## What you have to do
The answer should be an exact copy of the data.

Exercise inputs Block Start

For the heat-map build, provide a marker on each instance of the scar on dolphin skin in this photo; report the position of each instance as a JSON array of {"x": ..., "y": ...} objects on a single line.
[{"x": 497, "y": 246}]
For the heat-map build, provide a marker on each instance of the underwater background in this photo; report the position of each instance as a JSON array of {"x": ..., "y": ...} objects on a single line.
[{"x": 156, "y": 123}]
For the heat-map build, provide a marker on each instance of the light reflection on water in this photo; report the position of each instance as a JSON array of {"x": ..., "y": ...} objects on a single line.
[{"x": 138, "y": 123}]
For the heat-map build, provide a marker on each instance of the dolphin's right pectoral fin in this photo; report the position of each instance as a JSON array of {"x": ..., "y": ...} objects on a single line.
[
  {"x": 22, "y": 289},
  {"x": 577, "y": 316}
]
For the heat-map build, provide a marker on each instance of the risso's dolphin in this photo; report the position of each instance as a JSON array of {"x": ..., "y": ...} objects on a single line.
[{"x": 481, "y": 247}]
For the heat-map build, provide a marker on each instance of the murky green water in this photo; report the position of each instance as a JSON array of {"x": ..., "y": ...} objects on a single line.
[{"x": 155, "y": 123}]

Exercise inputs Block End

## Exercise response
For the heat-map build, provide a marker on each instance of the scar on dolphin skin in this photo; report the position of each instance as a JSON array of {"x": ..., "y": ...} objects on a single line.
[{"x": 497, "y": 246}]
For the heat-map build, provide a marker on each instance of the underwater background in this photo; report the position of each instance as a JSON array of {"x": ..., "y": ...} objects on a single line.
[{"x": 156, "y": 123}]
For the heat-map build, provide a marker on each instance of the light reflection on water in this photo; report the position of each instance as a JSON array of {"x": ..., "y": ...} objects on a single line.
[{"x": 138, "y": 123}]
For the heat-map build, provide a marker on each instance of the dolphin's right pectoral fin in this photo; report the position of each instance as a JSON array of {"x": ..., "y": ...} objects on a single line.
[
  {"x": 22, "y": 289},
  {"x": 577, "y": 316}
]
For the heat-map build, provide a marker on each instance of the risso's dolphin in this photo; report the position of each instance as a JSON array of {"x": ..., "y": ...} objects on a single line.
[{"x": 481, "y": 247}]
For the heat-map build, provide a marker on each instance of the murky green water in this photo; report the position of each instance as a JSON array of {"x": ..., "y": ...} objects on a single line.
[{"x": 155, "y": 123}]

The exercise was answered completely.